──────── Excerpt to read

Not even Alfred Hitchcock could have concocted the avian idea — carrier pigeons in bras. Or, at the very least, carrier pigeons in vests made by a brassiere company.
In December 1944, undergarment manufacturer Maidenform ditched peddling their usual wares in favor of a government contract to make 28,500 pigeon vests, according to the National Museum of American History.
The vests themselves could be attached to American paratroopers and were made out “of porous materials, with a tighter woven fabric underneath so the pigeon’s claws would not damage the mesh,” the NMAH wrote. “The vest was shaped to the body of the pigeon, leaving their head, neck, wing tips, tail, and feet exposed.”
Carrier pigeons, or homing pigeons, were employed by various nations throughout World War II and, despite the seemingly antiquated method, were among the most secure and reliable forms of communication. Rarely intercepted, the Army Signal Corps sent an estimated 30,000 messages via pigeon, with 96 percent reaching their assigned destination. Luddites everywhere, rejoice!

────────────────
──────── Record excerpts

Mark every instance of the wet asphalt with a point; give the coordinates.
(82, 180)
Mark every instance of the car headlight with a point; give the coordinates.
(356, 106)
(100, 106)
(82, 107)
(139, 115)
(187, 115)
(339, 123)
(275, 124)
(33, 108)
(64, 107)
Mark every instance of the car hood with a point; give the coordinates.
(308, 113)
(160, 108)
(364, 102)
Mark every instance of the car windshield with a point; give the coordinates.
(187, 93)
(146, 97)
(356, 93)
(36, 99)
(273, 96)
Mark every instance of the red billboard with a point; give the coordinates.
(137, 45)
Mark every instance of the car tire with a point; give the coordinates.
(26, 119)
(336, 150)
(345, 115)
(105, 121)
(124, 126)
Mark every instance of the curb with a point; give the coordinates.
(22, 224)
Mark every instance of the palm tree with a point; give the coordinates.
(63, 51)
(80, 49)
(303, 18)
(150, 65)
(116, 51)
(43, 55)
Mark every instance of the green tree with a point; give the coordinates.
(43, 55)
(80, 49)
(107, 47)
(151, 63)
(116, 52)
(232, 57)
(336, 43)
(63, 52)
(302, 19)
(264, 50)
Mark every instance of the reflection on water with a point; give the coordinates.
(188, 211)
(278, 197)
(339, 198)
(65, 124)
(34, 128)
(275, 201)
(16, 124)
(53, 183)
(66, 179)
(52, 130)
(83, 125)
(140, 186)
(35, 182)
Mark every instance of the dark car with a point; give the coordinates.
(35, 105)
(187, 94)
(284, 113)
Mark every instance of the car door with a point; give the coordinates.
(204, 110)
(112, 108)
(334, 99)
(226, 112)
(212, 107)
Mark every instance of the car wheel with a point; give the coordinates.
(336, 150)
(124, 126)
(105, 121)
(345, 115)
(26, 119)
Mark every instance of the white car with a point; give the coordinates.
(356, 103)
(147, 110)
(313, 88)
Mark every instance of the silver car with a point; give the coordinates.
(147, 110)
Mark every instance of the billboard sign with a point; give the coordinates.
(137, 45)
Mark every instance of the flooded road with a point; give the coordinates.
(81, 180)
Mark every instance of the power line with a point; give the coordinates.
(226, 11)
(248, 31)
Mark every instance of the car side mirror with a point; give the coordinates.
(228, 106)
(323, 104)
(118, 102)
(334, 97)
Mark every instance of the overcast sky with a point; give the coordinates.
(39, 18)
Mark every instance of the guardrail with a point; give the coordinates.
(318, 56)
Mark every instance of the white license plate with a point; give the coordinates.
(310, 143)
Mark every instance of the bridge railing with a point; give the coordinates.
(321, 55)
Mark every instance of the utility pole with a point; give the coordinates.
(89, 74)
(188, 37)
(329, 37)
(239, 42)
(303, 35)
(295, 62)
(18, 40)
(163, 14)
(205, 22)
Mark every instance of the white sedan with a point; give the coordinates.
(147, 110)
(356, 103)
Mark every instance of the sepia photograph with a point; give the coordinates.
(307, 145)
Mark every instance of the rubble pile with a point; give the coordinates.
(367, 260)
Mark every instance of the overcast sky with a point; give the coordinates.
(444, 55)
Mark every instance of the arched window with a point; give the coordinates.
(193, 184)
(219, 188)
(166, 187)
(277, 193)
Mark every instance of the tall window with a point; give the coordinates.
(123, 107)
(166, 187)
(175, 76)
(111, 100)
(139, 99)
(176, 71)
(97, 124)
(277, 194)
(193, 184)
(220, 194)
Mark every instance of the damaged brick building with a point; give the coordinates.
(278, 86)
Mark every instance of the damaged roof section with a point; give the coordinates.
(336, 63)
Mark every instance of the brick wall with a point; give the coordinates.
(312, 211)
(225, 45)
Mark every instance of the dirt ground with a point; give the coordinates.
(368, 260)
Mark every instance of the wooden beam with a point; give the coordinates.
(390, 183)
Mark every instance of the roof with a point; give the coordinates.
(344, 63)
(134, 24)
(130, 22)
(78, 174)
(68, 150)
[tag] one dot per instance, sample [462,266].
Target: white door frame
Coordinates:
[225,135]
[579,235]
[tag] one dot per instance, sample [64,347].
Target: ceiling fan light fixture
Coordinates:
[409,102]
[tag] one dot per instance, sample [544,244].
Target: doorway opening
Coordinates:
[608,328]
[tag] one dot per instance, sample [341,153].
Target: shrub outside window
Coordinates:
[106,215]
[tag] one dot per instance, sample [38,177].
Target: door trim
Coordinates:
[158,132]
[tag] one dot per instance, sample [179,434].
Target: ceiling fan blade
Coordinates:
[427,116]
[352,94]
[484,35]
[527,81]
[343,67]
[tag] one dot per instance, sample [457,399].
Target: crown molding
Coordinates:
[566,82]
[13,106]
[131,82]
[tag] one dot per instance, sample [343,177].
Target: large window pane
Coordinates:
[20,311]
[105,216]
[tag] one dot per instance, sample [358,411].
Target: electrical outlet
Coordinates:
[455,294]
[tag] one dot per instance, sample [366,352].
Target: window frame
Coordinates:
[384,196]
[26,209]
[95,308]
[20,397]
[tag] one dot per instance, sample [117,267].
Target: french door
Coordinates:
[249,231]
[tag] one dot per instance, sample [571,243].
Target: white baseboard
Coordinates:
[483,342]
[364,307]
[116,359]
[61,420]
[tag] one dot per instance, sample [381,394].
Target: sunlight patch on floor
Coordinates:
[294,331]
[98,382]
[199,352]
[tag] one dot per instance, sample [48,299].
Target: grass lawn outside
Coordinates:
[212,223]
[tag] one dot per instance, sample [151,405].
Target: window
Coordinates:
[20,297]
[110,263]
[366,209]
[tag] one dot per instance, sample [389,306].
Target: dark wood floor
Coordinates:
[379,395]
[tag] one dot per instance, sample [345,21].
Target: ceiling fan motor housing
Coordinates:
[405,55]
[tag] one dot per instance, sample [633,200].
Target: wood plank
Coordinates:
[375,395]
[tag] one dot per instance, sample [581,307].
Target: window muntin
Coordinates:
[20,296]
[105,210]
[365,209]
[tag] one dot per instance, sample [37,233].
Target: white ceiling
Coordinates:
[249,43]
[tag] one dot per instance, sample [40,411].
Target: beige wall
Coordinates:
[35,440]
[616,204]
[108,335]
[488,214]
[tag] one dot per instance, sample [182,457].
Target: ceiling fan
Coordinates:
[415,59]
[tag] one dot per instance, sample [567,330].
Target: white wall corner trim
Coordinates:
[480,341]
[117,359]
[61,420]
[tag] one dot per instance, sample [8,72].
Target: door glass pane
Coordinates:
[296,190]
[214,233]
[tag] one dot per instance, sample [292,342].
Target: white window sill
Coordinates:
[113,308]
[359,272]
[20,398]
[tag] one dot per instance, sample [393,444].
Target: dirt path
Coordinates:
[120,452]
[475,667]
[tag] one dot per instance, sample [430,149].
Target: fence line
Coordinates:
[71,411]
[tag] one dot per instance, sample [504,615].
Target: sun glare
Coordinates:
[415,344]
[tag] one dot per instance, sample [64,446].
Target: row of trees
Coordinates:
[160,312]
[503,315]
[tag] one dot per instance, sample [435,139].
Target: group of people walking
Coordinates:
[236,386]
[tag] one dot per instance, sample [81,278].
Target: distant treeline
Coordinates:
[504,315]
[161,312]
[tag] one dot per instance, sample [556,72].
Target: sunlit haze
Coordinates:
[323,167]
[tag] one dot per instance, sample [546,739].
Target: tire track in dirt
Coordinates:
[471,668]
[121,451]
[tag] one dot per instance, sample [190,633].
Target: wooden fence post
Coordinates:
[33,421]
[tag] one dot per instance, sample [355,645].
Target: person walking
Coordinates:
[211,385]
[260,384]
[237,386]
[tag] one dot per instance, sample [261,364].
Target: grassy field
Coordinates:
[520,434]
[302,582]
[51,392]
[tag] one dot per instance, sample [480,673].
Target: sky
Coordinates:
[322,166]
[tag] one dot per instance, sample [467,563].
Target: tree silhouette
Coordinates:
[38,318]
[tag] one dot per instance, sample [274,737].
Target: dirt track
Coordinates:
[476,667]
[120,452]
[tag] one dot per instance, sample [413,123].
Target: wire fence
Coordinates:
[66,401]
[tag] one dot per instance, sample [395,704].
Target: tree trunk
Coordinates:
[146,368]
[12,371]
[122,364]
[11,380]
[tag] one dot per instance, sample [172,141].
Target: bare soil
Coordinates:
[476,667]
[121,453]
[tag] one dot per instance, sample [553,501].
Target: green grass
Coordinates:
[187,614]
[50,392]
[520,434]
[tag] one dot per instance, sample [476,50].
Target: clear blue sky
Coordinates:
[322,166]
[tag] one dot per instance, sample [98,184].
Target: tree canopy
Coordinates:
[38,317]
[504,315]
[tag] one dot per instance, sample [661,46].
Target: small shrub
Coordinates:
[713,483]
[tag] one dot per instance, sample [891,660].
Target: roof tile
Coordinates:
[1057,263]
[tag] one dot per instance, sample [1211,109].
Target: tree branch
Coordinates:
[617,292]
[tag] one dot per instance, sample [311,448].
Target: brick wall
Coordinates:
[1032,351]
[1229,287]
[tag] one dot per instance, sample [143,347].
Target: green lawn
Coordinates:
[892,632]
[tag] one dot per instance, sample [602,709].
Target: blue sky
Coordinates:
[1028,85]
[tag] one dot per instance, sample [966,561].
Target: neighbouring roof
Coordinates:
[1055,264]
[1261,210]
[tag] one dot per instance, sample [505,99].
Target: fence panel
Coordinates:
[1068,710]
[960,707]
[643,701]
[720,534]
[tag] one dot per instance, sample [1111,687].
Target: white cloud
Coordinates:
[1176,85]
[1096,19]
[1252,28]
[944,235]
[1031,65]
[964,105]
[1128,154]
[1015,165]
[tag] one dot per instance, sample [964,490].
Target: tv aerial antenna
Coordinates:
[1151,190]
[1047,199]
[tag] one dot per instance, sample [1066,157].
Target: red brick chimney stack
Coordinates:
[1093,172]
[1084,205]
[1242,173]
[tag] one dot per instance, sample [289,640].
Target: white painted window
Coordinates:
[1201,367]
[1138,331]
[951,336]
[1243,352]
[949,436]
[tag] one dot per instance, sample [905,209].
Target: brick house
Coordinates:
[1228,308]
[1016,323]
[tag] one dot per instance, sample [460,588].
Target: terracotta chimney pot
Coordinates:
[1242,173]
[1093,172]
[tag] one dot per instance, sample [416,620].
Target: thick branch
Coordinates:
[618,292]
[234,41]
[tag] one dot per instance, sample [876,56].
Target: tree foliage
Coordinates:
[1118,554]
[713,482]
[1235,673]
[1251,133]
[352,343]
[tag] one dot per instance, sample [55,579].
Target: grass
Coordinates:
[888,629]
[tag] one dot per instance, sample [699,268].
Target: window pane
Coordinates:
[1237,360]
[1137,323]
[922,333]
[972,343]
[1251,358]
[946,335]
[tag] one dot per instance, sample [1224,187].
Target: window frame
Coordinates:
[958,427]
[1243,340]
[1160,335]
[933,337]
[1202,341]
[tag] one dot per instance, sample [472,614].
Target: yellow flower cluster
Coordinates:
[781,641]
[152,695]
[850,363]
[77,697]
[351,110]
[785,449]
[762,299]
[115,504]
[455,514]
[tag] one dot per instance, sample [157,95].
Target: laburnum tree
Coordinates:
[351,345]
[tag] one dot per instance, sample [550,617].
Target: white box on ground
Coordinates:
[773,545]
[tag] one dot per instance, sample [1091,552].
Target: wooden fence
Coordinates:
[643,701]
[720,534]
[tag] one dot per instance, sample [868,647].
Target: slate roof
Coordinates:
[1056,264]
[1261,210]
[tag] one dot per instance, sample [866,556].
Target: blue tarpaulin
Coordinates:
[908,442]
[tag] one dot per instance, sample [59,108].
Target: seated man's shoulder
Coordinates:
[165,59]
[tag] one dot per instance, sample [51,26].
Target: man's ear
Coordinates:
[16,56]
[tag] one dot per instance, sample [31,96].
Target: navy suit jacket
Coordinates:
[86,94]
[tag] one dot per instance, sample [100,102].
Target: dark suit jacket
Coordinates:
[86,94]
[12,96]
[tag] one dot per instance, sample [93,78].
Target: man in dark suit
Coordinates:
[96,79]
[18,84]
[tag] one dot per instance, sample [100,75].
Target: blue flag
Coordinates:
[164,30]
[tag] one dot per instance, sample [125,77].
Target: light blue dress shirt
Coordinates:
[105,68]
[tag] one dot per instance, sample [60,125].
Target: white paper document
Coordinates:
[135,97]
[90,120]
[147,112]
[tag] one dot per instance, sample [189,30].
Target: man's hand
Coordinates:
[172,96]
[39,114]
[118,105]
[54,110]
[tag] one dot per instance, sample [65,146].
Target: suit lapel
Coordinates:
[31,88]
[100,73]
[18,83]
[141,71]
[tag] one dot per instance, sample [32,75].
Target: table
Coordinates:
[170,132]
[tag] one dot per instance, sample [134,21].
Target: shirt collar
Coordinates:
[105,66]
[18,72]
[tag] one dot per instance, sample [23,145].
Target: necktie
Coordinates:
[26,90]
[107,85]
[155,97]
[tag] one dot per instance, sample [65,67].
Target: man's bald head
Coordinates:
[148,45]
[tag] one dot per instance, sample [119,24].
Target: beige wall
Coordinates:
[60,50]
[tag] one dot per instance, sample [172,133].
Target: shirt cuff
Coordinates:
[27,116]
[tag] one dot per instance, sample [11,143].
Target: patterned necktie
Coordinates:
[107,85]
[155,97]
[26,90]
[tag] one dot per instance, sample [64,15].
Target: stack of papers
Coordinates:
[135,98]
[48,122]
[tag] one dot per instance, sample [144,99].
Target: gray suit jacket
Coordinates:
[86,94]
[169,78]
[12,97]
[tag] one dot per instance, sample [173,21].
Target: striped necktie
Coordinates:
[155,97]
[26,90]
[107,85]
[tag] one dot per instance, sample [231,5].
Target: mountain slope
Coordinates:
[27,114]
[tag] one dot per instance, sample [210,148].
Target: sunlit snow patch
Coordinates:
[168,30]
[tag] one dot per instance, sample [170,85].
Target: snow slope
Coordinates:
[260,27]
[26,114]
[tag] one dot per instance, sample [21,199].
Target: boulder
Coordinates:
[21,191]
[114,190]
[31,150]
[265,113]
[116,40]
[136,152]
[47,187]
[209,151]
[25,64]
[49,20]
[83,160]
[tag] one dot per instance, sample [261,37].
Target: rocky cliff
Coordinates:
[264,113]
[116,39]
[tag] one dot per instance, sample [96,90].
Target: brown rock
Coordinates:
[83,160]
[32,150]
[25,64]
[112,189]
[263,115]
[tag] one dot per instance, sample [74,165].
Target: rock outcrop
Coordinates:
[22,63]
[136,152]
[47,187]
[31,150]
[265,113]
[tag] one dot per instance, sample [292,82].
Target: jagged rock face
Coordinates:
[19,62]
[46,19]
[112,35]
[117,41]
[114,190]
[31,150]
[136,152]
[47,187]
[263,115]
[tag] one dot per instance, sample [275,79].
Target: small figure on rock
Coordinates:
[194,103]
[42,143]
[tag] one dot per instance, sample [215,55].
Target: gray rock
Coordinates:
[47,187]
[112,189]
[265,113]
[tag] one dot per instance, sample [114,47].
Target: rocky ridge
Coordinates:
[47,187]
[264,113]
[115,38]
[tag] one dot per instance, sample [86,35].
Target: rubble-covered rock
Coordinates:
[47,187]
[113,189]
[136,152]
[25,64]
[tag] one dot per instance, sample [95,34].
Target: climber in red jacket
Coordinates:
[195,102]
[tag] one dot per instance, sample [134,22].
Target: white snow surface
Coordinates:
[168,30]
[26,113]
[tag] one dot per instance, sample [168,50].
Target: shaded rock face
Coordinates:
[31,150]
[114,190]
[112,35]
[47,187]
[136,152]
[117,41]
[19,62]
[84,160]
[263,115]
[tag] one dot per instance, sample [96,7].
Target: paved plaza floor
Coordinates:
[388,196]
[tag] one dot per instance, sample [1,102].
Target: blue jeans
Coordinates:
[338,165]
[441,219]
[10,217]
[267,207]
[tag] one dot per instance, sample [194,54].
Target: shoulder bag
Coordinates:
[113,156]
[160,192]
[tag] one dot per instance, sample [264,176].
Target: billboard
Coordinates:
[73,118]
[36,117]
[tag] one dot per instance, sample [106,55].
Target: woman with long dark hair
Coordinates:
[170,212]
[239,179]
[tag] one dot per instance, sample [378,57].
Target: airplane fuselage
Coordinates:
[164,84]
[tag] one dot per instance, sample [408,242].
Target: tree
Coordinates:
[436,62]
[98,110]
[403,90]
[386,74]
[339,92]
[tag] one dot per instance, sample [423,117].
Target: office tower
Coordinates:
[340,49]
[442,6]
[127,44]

────────────────

• [Exercises to complete]:
A) Quote the pigeon vest passage word for word, everything from "In December 1944, undergarment" down to "of American History.".
B) Decide whether each statement below agrees with the pigeon vest passage, answering yes or no and quoting the words of the passage that settle it: (i) Maidenform took a government contract to make 28,500 pigeon vests. (ii) The vest covered the pigeon's head and feet. (iii) About half of the messages the Army Signal Corps sent by pigeon reached their destination.
The listing isn't needed for this work.

• [The results]:
A)
In December 1944, undergarment manufacturer Maidenform ditched peddling their usual wares in favor of a government contract to make 28,500 pigeon vests, according to the National Museum of American History.

B)
(i) Yes: "a government contract to make 28,500 pigeon vests"
(ii) No: "leaving their head, neck, wing tips, tail, and feet exposed"
(iii) No: "with 96 percent reaching their assigned destination"